▸ **WORK TO COMPLETE**
Filter the data below, keeping only the lines that contain the string "dress", and copy each one unchanged. Case counts.

▸ **EXCERPTED DATA**
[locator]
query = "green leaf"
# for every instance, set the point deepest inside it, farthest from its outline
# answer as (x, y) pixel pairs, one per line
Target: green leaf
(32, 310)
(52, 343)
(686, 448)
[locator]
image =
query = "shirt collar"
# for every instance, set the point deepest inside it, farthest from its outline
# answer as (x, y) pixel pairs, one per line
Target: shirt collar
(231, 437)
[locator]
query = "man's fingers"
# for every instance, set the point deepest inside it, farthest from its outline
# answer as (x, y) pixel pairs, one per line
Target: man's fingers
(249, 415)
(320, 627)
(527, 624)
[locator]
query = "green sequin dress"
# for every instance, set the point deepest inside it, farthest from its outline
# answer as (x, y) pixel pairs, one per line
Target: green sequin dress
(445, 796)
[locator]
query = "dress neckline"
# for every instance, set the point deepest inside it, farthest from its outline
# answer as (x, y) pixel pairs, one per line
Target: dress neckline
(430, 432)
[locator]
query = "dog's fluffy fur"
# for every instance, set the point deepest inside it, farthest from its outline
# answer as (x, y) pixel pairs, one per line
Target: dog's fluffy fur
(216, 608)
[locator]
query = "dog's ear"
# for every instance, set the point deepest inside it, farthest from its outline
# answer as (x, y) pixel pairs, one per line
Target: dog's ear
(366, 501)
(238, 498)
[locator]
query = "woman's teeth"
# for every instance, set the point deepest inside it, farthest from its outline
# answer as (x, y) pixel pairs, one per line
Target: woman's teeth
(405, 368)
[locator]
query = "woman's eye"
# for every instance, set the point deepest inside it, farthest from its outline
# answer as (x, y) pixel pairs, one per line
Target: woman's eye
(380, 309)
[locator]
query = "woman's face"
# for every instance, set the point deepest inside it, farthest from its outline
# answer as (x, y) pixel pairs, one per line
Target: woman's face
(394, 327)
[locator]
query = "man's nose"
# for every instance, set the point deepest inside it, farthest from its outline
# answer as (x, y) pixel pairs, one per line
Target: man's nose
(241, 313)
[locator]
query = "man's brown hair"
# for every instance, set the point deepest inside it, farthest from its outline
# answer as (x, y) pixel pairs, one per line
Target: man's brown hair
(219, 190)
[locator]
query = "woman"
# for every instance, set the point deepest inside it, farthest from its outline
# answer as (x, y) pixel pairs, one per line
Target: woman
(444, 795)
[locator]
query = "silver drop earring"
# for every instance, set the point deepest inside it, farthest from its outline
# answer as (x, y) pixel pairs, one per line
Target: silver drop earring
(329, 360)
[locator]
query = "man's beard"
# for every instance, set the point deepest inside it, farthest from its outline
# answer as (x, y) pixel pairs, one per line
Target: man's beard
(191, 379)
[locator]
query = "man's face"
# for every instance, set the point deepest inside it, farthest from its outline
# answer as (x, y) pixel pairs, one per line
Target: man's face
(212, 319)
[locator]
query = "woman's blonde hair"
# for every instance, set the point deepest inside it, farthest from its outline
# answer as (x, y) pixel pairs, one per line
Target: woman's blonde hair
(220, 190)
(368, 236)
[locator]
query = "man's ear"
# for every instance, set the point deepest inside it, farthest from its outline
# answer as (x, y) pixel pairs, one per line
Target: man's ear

▸ **SOLUTION FOR THIS PROBLEM**
query = "green sequin dress"
Target: green sequin dress
query = "dress neckline"
Target: dress neckline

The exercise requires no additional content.